GIVEN PROBLEM
Convert every line of the records below into a Markdown table with the columns Index and Entry, giving each row its number and leaving out blank lines.

RECORDS PROVIDED
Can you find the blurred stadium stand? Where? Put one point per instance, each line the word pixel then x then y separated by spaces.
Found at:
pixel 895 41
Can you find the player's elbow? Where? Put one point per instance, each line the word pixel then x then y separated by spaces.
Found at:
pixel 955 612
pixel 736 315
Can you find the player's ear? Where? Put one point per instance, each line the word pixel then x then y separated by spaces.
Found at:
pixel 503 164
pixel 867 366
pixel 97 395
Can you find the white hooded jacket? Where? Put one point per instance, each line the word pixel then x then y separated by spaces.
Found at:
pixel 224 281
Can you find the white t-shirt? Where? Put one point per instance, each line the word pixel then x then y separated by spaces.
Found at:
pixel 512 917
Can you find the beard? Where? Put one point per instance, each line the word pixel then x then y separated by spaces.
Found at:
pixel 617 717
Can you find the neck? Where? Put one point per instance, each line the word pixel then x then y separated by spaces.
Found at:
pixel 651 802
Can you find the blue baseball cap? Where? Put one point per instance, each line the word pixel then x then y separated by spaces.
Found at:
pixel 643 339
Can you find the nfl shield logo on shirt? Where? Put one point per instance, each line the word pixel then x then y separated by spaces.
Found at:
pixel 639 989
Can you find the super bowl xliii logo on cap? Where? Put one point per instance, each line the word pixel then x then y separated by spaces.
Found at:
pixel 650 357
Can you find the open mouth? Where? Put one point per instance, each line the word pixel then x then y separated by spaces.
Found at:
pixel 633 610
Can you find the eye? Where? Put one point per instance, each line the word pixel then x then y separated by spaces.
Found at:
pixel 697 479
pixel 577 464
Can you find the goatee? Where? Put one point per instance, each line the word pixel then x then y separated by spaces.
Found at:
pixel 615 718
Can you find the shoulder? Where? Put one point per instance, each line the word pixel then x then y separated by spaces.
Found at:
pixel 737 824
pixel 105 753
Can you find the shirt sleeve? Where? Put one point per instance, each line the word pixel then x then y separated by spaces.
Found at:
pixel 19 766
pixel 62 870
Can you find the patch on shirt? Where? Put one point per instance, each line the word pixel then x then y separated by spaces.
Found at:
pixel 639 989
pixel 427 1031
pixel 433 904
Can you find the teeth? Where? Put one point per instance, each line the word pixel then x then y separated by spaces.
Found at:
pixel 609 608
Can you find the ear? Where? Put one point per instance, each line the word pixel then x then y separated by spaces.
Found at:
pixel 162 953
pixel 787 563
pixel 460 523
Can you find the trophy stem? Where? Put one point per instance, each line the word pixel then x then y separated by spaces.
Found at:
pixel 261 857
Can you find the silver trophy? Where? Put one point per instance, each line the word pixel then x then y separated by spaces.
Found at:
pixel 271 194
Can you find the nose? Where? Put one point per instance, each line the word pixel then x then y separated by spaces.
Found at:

RESPONSE TO THE EXERCISE
| Index | Entry |
|---|---|
| 1 | Can you find the blurred stadium stand? Where? Put one point per instance, each line the word pixel then x then y separated by spaces. |
| 2 | Found at: |
| 3 | pixel 895 41 |
| 4 | Can you find the player's elbow? Where? Put one point per instance, each line the word pixel then x then y separated by spaces. |
| 5 | Found at: |
| 6 | pixel 955 612 |
| 7 | pixel 736 315 |
| 8 | Can you find the player's ear? Where? Put one point per instance, each line the word pixel then x then y separated by spaces. |
| 9 | Found at: |
| 10 | pixel 503 164 |
| 11 | pixel 867 366 |
| 12 | pixel 97 395 |
| 13 | Can you find the white hooded jacket? Where? Put one point per instance, each line the word pixel then x then y separated by spaces. |
| 14 | Found at: |
| 15 | pixel 224 281 |
| 16 | Can you find the white t-shirt? Where? Put one point per instance, each line the word pixel then x then y separated by spaces. |
| 17 | Found at: |
| 18 | pixel 512 917 |
| 19 | Can you find the beard? Where? Put one point per instance, each line the word pixel then x then y separated by spaces. |
| 20 | Found at: |
| 21 | pixel 617 717 |
| 22 | Can you find the neck? Where? Put one point per instance, each line the word pixel then x then y separated by spaces. |
| 23 | Found at: |
| 24 | pixel 651 802 |
| 25 | Can you find the blue baseball cap? Where? Put one point per instance, each line the word pixel then x then y separated by spaces. |
| 26 | Found at: |
| 27 | pixel 643 339 |
| 28 | Can you find the nfl shield logo on shirt? Where? Put one point per instance, each line the word pixel then x then y separated by spaces. |
| 29 | Found at: |
| 30 | pixel 639 989 |
| 31 | Can you find the super bowl xliii logo on cap? Where? Put one point per instance, each line the word pixel then x then y separated by spaces. |
| 32 | Found at: |
| 33 | pixel 650 357 |
| 34 | Can you find the open mouth? Where? Put one point per instance, each line the word pixel then x then y separated by spaces. |
| 35 | Found at: |
| 36 | pixel 633 610 |
| 37 | Can you find the eye? Where? Put one point per instance, each line the word pixel then x then y separated by spaces. |
| 38 | Found at: |
| 39 | pixel 697 479 |
| 40 | pixel 577 464 |
| 41 | Can you find the goatee? Where? Put one point per instance, each line the word pixel then x then y separated by spaces. |
| 42 | Found at: |
| 43 | pixel 615 718 |
| 44 | Can you find the shoulder? Where? Put one point per instance, each line the word pixel then x then y separated by spaces. |
| 45 | Found at: |
| 46 | pixel 737 824 |
| 47 | pixel 105 753 |
| 48 | Can you find the shirt sleeve? Where? Put one point per instance, each line the word pixel then x then y separated by spaces. |
| 49 | Found at: |
| 50 | pixel 19 766 |
| 51 | pixel 62 870 |
| 52 | Can you find the patch on shirt? Where? Put one point per instance, each line the word pixel then x then y separated by spaces. |
| 53 | Found at: |
| 54 | pixel 639 989 |
| 55 | pixel 427 1031 |
| 56 | pixel 433 904 |
| 57 | Can you find the teeth? Where? Put one point per instance, each line the word pixel then x then y separated by spaces. |
| 58 | Found at: |
| 59 | pixel 609 608 |
| 60 | Can you find the ear? Where? Put one point per instance, each line the word pixel then x then y separated by spaces. |
| 61 | Found at: |
| 62 | pixel 162 953 |
| 63 | pixel 787 563 |
| 64 | pixel 460 523 |
| 65 | Can you find the trophy stem? Where? Put one point per instance, each line the word pixel then x then y separated by spaces. |
| 66 | Found at: |
| 67 | pixel 261 857 |
| 68 | Can you find the silver trophy? Where? Put one point per instance, each line the word pixel then x then y separated by spaces. |
| 69 | Found at: |
| 70 | pixel 271 194 |
| 71 | Can you find the nose? Where? Put one point per instance, each line the word pixel then x then y separated by spaces. |
| 72 | Found at: |